» **Task details**: Extract, exactly as written, all lines of the material below from the line that includes "Return one point per instance of the necklace" through its last line.

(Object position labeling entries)
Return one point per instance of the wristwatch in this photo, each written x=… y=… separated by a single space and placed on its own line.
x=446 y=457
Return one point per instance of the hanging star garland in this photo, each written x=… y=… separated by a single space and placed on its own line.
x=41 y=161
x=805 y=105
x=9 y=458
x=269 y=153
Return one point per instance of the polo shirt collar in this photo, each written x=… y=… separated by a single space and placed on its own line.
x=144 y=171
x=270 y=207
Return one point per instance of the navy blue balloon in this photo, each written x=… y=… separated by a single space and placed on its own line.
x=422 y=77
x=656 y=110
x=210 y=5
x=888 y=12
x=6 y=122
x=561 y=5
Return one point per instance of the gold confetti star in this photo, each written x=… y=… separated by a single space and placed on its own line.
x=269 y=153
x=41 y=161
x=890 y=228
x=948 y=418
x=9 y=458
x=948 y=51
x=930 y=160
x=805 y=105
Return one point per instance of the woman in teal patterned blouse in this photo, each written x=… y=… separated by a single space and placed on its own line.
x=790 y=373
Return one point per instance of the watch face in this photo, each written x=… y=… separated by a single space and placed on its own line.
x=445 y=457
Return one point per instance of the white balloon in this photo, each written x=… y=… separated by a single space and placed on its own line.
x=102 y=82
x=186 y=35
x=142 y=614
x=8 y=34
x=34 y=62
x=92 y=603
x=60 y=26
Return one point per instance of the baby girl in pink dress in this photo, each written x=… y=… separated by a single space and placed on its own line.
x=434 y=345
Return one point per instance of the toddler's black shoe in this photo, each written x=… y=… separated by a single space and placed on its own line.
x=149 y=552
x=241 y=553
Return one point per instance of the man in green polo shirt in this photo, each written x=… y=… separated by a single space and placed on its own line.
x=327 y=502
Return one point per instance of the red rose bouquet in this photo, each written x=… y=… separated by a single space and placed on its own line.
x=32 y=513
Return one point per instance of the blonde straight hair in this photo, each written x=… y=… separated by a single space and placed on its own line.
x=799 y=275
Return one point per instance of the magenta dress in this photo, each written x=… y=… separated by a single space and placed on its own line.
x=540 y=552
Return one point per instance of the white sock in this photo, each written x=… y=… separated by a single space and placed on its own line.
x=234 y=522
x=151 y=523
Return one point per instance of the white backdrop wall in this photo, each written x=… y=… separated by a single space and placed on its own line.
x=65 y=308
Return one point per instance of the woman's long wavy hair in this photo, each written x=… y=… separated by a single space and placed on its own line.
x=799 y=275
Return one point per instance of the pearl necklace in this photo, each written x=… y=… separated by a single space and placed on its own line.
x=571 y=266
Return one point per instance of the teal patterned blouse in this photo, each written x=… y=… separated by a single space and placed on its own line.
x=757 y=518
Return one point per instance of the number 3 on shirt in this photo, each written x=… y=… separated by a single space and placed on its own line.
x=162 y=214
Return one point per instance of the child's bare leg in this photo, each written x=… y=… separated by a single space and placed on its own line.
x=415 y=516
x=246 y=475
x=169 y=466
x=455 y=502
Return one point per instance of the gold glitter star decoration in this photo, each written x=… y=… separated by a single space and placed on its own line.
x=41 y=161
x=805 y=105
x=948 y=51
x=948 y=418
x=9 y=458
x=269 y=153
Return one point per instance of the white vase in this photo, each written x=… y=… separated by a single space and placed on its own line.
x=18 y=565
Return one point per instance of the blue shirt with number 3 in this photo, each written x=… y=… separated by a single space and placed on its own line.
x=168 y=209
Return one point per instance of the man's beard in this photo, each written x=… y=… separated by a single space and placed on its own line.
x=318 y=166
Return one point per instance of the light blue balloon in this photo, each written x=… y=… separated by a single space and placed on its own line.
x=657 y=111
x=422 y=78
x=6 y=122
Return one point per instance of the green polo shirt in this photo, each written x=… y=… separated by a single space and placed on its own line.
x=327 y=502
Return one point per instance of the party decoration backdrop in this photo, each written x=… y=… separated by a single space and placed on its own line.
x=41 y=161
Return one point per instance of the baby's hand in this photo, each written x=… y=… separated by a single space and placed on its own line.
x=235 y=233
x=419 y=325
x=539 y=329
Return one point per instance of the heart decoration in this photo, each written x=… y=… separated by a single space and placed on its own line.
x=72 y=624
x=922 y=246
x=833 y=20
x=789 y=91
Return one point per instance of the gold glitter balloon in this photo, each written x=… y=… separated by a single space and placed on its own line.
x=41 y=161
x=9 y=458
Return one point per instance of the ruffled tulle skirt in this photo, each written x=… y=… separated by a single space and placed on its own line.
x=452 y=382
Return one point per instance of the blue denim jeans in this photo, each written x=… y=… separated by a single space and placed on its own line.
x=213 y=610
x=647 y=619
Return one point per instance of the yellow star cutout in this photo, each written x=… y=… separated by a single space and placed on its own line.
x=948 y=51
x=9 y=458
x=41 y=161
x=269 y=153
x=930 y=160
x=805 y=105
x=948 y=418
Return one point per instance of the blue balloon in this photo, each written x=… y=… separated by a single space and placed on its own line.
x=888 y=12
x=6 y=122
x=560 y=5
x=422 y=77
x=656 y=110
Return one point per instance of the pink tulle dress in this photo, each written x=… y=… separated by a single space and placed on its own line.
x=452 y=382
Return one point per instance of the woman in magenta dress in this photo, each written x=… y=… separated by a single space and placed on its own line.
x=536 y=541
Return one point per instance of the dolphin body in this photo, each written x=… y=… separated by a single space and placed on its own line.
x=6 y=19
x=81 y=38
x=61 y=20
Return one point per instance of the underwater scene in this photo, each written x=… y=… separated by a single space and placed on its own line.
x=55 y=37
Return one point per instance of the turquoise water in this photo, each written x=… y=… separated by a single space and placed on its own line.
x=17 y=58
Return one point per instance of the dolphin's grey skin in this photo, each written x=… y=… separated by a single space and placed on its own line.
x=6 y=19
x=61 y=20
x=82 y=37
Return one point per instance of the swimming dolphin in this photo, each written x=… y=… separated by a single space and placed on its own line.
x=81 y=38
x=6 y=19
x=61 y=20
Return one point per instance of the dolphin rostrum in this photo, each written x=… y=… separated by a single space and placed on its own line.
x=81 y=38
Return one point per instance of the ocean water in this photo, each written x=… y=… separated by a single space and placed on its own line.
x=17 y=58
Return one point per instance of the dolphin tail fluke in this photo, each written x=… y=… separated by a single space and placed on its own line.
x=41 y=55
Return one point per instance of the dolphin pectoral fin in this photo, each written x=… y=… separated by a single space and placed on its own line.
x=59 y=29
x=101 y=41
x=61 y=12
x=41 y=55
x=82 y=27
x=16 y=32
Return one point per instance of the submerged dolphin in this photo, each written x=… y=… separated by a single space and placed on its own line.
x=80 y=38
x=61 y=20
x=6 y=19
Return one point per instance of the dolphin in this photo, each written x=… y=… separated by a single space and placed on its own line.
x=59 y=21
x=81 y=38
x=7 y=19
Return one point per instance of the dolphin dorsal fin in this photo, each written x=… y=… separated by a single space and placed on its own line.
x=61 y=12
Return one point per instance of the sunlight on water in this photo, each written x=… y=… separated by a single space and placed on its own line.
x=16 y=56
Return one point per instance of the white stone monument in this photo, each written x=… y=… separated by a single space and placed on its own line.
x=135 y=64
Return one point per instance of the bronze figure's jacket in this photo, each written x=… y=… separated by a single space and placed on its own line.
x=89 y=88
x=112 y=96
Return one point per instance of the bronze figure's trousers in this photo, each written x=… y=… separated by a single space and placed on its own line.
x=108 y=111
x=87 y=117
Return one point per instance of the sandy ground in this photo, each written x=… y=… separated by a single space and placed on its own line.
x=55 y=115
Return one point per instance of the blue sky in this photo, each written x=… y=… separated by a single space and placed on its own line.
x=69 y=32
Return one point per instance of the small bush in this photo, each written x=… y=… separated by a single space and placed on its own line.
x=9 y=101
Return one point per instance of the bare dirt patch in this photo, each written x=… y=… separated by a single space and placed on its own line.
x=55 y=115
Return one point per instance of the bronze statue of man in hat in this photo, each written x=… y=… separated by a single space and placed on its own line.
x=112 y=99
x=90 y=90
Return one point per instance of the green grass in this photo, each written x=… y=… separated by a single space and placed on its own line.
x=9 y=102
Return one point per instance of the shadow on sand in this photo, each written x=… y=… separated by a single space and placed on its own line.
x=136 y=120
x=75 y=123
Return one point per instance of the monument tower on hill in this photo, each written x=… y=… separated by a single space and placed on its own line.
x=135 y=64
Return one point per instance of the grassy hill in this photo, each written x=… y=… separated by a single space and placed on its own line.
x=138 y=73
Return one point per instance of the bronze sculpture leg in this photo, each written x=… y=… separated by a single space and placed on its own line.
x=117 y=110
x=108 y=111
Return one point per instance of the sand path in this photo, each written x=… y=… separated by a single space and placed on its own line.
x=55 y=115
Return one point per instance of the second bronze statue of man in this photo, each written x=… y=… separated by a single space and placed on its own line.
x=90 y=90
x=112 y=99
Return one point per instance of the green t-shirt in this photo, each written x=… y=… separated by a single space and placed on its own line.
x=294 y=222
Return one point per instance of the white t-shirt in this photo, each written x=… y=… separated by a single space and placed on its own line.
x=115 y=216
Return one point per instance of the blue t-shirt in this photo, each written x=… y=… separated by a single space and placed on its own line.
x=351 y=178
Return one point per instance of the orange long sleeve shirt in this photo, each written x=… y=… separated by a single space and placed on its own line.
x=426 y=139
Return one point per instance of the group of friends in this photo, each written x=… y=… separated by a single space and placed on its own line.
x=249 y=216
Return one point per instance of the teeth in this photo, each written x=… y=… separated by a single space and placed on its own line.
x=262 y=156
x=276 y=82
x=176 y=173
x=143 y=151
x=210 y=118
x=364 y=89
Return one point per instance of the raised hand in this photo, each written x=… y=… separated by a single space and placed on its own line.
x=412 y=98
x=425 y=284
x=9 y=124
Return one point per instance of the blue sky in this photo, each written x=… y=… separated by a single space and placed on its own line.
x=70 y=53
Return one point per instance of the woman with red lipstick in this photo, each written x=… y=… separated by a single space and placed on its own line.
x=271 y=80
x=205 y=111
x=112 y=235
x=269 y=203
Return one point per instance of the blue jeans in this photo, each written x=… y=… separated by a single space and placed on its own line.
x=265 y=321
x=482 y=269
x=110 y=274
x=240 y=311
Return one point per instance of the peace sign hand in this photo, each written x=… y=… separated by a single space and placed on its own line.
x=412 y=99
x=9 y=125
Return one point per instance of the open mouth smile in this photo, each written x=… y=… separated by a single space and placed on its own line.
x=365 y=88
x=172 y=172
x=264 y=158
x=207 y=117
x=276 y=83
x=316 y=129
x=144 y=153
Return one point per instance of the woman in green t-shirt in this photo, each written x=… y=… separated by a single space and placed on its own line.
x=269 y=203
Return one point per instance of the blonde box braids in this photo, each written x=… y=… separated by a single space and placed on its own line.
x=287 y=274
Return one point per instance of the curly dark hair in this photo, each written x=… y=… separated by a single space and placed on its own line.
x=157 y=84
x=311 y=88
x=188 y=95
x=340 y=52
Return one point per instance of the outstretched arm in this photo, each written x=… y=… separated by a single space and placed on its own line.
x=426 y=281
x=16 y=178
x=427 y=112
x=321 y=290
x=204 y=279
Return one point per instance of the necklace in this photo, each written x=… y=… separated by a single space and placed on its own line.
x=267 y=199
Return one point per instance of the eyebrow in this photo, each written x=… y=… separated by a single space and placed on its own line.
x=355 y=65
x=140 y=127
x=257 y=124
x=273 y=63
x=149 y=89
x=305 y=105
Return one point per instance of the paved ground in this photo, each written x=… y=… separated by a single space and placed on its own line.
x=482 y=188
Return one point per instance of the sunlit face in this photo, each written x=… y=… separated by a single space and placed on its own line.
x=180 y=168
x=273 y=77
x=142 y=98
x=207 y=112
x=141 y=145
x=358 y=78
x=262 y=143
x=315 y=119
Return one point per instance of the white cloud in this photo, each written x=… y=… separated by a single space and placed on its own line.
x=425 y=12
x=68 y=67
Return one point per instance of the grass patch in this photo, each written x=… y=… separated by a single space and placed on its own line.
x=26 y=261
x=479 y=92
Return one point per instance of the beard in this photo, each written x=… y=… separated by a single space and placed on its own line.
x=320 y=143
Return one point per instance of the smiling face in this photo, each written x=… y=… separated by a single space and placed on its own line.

» **Full response**:
Return one point per instance of the necklace in this photo, each written x=… y=… separated by a single space and placed on its own line.
x=267 y=199
Return one point per instance of the eyebrow in this photo, each written x=… y=… separated by a single space and placed on its own line.
x=355 y=65
x=140 y=127
x=257 y=124
x=273 y=63
x=149 y=89
x=305 y=105
Return one point per instance of the paved ground in this photo, each written x=… y=… separated by a single space and placed on its own line.
x=482 y=188
Return one point per instance of the sunlit face in this photo, each written x=… y=… separated by a single space and placed on its own line.
x=180 y=168
x=273 y=77
x=142 y=98
x=207 y=112
x=141 y=145
x=358 y=78
x=262 y=143
x=315 y=119
Return one point per instance of the white cloud in this photo, each written x=… y=… separated by a single space and placed on its own line.
x=425 y=12
x=68 y=67
Return one point per instance of the grass patch in this photo, each written x=… y=… separated by a single space and placed on its own line.
x=26 y=261
x=479 y=92
Return one point per instance of the beard in this photo, each written x=… y=… separated by a single space and placed on its own line.
x=320 y=143
Return one point per instance of the smiling face in this photo, each written x=… y=… separated by a single space and placed on its own line.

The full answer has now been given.